● TO DO
Scan the data, and whenever a line contains "tire", copy it.

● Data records
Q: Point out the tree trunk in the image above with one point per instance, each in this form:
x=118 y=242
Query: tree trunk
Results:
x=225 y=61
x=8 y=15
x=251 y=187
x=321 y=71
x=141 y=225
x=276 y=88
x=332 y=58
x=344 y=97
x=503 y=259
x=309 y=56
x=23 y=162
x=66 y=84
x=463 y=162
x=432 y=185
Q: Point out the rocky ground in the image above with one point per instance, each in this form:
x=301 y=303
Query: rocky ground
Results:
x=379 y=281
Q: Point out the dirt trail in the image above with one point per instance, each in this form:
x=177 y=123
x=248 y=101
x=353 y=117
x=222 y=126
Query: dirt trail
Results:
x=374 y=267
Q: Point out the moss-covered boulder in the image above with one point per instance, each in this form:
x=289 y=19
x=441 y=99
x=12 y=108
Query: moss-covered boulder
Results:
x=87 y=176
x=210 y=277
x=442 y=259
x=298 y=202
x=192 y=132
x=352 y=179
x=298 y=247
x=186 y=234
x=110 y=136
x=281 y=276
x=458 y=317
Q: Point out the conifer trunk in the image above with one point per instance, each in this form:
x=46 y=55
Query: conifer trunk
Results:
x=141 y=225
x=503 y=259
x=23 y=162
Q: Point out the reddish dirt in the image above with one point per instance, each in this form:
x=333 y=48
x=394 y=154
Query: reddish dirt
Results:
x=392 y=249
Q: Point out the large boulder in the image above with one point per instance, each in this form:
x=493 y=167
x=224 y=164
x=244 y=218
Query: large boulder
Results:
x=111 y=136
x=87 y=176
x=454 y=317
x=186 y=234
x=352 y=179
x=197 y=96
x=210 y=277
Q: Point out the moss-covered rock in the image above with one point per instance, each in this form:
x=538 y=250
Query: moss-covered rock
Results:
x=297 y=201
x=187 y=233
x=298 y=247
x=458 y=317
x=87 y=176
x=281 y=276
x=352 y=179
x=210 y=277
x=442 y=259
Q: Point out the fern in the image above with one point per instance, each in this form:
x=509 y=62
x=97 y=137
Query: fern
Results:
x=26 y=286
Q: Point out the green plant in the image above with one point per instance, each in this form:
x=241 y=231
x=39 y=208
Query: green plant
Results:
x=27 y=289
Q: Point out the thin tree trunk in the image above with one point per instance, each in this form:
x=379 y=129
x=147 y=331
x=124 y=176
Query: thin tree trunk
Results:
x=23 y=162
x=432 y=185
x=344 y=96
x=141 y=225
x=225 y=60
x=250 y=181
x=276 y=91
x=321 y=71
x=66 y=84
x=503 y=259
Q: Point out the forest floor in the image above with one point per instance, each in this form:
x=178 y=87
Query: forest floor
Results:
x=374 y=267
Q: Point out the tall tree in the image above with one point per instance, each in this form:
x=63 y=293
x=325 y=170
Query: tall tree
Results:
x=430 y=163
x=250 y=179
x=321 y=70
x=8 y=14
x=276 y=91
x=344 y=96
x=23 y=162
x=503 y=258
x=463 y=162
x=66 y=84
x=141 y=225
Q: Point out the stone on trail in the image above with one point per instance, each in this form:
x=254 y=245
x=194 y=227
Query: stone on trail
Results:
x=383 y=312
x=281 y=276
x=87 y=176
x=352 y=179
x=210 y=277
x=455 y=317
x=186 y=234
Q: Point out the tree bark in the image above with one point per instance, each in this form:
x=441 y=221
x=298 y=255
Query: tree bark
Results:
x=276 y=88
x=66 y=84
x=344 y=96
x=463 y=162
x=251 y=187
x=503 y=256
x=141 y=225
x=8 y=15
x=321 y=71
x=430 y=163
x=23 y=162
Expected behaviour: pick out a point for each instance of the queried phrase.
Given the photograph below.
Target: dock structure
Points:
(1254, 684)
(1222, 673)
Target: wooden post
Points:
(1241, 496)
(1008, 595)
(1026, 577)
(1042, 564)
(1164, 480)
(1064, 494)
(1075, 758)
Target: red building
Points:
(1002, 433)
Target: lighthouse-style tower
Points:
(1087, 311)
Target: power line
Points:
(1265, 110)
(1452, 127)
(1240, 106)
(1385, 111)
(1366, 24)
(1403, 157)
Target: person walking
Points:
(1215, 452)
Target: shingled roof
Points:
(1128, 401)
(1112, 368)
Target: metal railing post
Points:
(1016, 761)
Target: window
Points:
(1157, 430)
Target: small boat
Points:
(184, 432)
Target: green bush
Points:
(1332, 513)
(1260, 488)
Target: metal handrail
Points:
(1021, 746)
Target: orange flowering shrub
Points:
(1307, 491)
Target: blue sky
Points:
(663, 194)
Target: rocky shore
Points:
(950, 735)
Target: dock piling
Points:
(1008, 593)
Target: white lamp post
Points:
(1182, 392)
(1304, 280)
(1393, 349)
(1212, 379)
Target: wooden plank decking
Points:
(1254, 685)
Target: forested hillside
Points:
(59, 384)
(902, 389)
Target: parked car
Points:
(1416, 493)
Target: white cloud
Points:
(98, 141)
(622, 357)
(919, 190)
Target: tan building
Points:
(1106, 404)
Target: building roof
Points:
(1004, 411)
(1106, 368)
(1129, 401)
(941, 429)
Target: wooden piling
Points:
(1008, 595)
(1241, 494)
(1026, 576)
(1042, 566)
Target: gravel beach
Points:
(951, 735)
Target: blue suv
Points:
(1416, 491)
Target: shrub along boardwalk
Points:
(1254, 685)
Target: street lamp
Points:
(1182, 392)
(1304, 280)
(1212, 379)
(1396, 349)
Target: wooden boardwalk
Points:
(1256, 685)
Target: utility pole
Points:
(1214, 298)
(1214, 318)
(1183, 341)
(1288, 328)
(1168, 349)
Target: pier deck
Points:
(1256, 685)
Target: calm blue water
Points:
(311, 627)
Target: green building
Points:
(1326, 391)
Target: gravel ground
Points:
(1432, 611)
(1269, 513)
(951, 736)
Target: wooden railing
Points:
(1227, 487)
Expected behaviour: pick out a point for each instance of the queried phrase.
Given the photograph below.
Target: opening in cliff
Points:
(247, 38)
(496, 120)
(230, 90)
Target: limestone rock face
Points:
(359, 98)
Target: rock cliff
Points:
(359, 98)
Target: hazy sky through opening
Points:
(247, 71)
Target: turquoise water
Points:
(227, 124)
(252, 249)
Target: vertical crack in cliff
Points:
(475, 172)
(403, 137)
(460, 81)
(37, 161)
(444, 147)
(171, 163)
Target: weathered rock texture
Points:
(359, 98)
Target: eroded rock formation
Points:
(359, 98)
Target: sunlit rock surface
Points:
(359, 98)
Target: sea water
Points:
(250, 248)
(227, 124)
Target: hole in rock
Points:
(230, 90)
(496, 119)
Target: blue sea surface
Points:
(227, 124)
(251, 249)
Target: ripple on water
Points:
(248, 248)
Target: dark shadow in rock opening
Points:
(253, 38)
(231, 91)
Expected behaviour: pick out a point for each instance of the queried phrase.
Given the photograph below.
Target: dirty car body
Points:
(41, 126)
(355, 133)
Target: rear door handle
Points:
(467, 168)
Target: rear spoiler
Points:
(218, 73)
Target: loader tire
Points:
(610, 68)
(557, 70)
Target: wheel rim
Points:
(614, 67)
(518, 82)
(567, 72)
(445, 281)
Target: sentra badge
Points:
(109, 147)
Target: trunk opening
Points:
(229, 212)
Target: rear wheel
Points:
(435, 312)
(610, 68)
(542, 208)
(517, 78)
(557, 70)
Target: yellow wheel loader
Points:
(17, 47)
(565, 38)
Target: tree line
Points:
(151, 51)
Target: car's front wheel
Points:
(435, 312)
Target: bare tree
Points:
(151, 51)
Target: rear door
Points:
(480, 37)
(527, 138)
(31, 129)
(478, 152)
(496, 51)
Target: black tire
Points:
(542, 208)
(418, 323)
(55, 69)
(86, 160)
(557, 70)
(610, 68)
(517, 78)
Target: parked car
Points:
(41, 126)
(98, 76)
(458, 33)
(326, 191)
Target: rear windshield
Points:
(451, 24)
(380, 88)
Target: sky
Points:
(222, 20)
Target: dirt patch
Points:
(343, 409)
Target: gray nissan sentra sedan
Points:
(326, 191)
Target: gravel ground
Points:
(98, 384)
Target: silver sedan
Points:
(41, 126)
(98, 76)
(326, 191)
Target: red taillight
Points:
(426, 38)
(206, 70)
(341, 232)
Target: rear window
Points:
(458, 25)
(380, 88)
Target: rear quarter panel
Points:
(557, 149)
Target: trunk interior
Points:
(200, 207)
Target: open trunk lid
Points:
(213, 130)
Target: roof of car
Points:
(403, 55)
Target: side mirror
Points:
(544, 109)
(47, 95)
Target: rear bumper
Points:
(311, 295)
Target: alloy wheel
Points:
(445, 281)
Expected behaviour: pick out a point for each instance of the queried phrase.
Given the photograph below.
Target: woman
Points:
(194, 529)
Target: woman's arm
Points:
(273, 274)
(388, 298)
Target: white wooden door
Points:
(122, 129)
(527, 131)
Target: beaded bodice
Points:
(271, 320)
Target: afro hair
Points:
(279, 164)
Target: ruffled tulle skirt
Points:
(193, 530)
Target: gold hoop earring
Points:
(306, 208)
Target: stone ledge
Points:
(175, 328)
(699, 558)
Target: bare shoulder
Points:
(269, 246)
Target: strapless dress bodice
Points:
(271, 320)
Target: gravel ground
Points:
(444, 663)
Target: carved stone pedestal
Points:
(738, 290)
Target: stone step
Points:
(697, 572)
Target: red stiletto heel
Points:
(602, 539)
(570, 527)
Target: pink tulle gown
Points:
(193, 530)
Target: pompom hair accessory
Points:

● ANSWER AREA
Target: loader tire
Target: black tire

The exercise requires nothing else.